* begin *

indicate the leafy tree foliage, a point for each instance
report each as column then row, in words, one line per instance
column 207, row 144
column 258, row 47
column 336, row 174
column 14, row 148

* end *

Rewrite the rows above, switching "instance" to "occurrence" wherever it appears and leaving everything else unchanged.

* _Reply to the task_:
indicate the leafy tree foliage, a point for each occurrence
report each as column then row, in words, one line per occurrence
column 207, row 144
column 258, row 47
column 336, row 174
column 14, row 148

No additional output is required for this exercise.